Do you approach your challenges with optimism and creativity or do you become overwhelmed and stuck in your problems?
You can begin to develop more resilience, mastery and happiness in your life by shifting how your brain conceptualises and responds to challenges. By focusing on solutions and not problems you will discover how you can keep moving forward to achieve the things that truly matter to you.
Shifting Perspectives and Seeing Opportunities
No-one’s life is without challenges and adversities and my life has been exactly the same. If you met me eight years ago, my life looked very different to what it does today.
Eight years ago I went from being fit and healthy, having just graduated with First Class Honours, to being diagnosed with Chronic Fatigue Syndrome as a result of serious burnout. I struggled to do most everyday things, including standing up long enough to have a shower.
I thought my recovery would take six months but it actually took seven years! I lost my job, my income and my independence. It was a tough time that required a lot of hope and resilience to rebuild my life and health.
In the first year of my diagnosis I struggled to effectively respond to my challenges because I was overwhelmed by how much I had lost. I was struggling to come to terms with how drastically my life had changed. My mind was definitely stuck focused on the problems I was facing.
I was only able to see a way through my challenges by shifting my focus away from my problems and limitations and towards what capacity I still had.
I knew that I was still capable of learning and writing from my bed for short periods of time, so I began researching everything I could about wellbeing, stress, the brain and neuroscience.
--*--
• _Task requirements_:
1. Answer these questions using the article above on shifting focus from problems to solutions:
(a) How long did the writer expect recovery to take, and how long did it actually take?
(b) What condition was the writer diagnosed with, and what caused it?
(c) What was the writer still capable of doing from bed for short periods?
2. List every subject the writer of the article above on shifting focus from problems to solutions says they began researching.
3. Carry on the article above about shifting focus from problems to solutions, starting right after its last sentence.
--*--
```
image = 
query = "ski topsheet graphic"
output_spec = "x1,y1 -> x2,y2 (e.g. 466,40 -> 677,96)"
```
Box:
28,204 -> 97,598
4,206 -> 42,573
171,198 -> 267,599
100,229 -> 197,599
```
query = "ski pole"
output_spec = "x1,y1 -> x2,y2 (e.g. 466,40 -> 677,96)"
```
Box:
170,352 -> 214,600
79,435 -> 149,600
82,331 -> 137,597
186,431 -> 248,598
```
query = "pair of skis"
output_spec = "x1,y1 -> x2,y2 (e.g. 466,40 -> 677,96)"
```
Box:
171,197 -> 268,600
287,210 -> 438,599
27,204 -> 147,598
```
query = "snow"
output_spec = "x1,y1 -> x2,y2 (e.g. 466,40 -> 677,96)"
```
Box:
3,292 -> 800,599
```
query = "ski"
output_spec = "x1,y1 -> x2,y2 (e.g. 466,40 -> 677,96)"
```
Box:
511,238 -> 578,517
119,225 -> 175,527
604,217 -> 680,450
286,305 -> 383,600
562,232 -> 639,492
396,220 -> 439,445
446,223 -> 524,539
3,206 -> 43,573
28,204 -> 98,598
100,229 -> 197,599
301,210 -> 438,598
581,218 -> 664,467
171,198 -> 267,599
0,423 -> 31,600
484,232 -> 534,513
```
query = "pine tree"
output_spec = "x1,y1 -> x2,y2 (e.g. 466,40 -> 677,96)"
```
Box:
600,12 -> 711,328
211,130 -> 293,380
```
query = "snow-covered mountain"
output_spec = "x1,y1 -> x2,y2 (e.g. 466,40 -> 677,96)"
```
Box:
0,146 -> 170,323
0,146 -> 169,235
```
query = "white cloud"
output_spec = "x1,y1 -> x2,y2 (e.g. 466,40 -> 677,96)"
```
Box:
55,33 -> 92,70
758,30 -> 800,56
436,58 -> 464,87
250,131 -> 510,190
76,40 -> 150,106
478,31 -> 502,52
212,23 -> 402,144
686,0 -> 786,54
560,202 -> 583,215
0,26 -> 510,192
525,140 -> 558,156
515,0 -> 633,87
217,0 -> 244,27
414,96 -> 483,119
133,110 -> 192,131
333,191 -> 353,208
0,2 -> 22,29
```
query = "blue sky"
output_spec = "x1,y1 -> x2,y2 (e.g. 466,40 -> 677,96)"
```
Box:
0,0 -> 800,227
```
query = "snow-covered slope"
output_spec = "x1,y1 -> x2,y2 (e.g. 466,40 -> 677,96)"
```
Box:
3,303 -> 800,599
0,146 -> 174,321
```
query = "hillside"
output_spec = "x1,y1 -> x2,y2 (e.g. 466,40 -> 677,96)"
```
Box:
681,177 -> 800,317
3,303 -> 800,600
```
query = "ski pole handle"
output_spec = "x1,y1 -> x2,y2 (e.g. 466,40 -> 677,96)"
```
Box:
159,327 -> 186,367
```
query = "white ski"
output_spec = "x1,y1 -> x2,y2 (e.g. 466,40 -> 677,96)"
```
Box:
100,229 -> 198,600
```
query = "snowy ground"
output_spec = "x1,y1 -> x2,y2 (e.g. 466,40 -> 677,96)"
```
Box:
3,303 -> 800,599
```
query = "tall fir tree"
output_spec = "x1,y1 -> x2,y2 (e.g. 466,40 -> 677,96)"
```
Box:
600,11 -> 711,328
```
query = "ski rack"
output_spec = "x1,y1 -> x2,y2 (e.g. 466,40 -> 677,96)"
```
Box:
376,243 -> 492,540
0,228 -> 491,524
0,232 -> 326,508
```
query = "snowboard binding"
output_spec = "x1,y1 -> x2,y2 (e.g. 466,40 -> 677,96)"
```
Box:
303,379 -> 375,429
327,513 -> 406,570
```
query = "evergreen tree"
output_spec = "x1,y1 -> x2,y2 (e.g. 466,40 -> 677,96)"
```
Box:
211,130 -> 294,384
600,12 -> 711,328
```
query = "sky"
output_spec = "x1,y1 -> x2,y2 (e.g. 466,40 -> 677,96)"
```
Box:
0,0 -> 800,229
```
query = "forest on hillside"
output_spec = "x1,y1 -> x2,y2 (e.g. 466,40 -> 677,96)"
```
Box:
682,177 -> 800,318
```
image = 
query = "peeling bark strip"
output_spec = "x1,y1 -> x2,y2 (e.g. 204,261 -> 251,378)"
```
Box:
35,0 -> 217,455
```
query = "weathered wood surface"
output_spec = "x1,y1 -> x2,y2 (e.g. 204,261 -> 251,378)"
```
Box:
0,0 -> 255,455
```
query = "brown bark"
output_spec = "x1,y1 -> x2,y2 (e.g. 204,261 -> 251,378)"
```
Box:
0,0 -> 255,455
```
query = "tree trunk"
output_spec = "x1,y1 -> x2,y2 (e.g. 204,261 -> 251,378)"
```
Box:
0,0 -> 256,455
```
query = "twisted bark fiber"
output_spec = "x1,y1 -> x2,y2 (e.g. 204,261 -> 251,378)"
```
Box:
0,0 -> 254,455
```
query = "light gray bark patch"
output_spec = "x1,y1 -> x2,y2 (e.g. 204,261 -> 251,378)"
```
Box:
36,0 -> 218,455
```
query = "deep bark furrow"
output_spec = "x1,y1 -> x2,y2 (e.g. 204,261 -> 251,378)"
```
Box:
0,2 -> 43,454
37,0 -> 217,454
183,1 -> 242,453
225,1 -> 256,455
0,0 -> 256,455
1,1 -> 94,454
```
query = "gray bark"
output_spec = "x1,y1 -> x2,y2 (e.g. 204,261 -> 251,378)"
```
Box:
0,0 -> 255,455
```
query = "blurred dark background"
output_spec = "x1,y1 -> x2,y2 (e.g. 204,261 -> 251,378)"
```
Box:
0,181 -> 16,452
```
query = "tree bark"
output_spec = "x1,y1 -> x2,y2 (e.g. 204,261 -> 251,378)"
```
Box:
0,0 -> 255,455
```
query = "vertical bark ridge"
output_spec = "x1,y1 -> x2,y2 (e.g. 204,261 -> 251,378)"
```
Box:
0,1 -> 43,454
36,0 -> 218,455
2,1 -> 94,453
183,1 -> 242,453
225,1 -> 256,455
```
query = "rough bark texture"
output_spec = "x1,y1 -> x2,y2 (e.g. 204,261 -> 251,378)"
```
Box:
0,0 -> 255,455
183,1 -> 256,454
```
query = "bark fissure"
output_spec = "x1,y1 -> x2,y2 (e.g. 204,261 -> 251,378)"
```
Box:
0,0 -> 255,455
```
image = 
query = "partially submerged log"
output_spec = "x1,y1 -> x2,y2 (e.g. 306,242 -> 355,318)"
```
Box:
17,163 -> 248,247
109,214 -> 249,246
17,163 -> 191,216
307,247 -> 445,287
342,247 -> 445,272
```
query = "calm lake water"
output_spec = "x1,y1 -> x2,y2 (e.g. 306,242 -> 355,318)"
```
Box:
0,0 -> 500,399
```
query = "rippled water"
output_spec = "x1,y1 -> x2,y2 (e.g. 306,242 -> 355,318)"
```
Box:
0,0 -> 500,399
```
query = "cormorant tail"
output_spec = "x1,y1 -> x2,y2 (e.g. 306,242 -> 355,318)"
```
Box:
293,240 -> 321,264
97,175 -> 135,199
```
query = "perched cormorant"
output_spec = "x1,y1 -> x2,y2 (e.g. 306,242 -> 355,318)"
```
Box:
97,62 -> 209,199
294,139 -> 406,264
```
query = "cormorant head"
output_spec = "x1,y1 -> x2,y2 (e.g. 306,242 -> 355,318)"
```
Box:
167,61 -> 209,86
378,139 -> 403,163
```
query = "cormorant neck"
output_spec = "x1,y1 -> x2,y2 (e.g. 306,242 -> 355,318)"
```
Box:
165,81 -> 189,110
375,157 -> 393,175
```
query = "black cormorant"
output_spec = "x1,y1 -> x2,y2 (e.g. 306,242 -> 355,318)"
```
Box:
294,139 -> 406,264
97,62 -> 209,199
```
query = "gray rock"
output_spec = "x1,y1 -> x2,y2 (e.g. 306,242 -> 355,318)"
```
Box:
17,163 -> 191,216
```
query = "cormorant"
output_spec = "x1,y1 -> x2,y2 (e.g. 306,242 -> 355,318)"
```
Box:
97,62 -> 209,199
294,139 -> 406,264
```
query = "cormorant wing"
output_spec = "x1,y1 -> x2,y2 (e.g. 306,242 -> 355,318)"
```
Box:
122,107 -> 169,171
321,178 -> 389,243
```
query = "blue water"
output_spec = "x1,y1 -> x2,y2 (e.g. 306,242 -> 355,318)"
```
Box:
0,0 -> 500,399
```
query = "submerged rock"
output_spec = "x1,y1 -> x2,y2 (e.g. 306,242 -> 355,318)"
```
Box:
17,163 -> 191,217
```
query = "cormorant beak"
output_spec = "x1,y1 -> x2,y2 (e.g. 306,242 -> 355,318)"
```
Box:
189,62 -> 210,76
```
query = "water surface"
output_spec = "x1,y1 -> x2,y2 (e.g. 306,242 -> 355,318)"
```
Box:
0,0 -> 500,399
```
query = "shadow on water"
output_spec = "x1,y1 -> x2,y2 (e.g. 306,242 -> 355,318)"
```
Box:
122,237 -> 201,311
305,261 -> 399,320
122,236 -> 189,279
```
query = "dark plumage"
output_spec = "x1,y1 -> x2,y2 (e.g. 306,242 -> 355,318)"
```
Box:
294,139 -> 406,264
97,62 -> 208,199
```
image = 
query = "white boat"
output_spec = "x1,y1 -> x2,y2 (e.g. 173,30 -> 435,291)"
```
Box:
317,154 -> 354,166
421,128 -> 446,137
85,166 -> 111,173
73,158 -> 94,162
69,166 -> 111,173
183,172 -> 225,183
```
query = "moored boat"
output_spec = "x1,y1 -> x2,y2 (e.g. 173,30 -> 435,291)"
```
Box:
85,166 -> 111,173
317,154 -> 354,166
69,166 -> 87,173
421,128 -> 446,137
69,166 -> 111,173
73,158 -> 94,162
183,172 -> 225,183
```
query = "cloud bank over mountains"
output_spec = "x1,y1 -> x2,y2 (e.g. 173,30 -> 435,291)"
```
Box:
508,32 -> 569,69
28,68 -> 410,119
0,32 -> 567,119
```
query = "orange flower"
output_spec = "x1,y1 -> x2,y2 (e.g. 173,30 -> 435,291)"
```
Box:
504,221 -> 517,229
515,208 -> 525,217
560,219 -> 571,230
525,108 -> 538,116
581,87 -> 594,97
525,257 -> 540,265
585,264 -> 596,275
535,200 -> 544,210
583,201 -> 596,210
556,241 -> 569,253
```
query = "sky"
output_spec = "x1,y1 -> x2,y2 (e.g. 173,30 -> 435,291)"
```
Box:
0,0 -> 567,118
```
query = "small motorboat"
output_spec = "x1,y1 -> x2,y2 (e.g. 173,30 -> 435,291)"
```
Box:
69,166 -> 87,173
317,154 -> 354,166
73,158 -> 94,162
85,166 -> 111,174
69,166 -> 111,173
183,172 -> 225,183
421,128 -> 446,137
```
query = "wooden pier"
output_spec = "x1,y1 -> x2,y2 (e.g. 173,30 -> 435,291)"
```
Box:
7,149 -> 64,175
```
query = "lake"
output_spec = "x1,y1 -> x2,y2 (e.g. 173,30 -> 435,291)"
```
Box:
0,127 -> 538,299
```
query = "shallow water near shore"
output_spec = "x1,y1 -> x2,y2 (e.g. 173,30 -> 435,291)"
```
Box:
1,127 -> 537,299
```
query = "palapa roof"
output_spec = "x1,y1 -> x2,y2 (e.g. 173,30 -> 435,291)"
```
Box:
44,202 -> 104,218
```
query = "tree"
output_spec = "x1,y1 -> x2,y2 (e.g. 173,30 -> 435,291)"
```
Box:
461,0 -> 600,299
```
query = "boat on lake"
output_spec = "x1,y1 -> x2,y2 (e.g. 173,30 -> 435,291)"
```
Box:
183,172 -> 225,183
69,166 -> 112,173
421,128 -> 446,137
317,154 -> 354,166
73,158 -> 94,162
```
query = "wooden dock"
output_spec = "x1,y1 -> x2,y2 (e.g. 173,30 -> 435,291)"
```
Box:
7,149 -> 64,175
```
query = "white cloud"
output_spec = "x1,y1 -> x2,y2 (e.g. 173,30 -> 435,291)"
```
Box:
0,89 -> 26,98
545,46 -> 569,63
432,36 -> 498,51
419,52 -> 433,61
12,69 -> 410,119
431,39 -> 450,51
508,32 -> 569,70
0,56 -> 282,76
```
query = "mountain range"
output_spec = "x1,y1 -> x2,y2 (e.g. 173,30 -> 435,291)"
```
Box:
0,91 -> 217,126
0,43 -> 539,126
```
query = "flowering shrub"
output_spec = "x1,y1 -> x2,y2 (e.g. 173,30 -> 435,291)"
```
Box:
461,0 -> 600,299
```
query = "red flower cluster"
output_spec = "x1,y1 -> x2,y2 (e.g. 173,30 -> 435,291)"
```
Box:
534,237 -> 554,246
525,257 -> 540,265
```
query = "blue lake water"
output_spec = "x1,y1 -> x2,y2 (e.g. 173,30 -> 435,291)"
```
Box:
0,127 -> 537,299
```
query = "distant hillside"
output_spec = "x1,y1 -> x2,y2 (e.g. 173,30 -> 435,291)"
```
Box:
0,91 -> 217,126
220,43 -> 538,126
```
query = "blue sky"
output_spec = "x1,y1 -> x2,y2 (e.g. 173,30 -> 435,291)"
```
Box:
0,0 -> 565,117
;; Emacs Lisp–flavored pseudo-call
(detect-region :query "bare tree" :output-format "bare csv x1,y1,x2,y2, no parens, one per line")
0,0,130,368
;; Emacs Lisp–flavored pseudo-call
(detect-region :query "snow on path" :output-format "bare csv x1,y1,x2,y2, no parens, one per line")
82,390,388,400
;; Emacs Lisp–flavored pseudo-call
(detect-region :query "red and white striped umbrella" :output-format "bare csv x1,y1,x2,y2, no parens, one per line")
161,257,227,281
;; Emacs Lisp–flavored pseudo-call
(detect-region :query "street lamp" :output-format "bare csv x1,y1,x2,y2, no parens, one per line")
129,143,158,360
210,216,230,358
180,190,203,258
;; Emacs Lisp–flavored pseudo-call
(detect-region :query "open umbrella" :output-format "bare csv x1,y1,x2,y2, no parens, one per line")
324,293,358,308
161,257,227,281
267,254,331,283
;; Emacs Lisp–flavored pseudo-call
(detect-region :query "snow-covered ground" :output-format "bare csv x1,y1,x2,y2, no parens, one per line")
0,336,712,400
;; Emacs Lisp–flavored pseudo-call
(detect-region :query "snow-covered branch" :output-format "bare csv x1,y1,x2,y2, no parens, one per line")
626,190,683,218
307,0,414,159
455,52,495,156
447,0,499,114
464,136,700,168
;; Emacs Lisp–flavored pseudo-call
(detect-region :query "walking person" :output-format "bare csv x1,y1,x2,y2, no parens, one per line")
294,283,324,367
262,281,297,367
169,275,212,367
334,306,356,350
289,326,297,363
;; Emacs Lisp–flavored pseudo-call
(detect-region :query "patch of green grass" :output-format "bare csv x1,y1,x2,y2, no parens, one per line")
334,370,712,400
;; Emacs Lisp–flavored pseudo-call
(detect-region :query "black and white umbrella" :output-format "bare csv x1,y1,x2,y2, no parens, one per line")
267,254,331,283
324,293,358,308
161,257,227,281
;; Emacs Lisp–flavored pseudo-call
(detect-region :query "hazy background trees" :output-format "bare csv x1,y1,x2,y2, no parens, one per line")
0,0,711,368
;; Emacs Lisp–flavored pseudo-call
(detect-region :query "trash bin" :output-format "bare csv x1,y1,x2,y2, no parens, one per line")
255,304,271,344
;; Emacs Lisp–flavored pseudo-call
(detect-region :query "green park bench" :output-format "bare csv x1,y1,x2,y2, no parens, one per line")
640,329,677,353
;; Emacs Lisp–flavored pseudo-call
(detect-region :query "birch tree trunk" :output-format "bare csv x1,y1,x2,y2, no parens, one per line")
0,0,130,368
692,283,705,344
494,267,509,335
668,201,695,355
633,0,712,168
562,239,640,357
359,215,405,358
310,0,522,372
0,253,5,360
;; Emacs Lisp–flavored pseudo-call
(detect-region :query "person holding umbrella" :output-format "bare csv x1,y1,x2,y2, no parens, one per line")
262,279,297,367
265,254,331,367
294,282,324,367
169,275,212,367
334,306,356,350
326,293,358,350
--*--
• _Expected outputs_:
1.
(a) Six months was expected; it actually took seven years.
(b) Chronic Fatigue Syndrome, as a result of serious burnout.
(c) Learning and writing.

2.
- Wellbeing
- Stress
- The brain
- Neuroscience

3.
What a fascinating world it was! I started writing about what I was learning and going through personally and submitted my work to health and wellbeing magazines. From my bed I managed to kick off a new career as a freelance writer.
By focusing on what I could still do, I was able to transform my challenges into a wonderful opportunity to learn, grow and help others.
Choosing A Solution-Focused Mindset
So what can you do to shift into a solution-focused mindset when you face your own challenges?
The first step is to understand what is happening in your brain when you are faced with challenges. When we get stuck in our problems, our stress levels rise. Neuroscientist, Dr Sarah McKay says when our stress is high, our pre-frontal cortex goes “offline”. This part of our brain helps us to think critically and calmly about our challenges. Our pre-frontal cortex allows us to more effectively solve our problems, but it is compromised when we become highly stressed or anxious.
At the same time, the emotional part of our brain, our amygdala, has “fired up” and is keeping us in survival mode. The hyper-activation of this part of our brain focuses our attention on the risks and worst-case scenarios. This stops us from seeing the solutions and opportunities that exist in our challenges. Our amygdala can definitely keep us stuck and overwhelmed.
To shift from a problem-focused mindset to a solution-focused mindset we need to re-activate our pre-frontal cortex and calm down our amygdala. One way we can do that is by asking ourselves a series of questions that activate a more critical way of thinking which focuses our mind on solutions and not emotions.
These questions allow us to look at our challenges from a new perspective and can remind us of our own internal agency:
- What can I do in this situation?
– What skills, abilities and connections can I use to move forward?
- What are the hidden opportunities in this challenge?
– Amidst this challenge, what are the possible best-case scenarios?
- How can I re-frame this situation?
– What can be gained from this challenge?
Knowing how to shift your mindset when faced with life’s inevitable challenges will allow you to stay in control even when you are faced with change and uncertainty. I love the quote from tennis legend and author, Arthur Ashe, which says, “To achieve greatness, start where you are, use what you have, do what you can.”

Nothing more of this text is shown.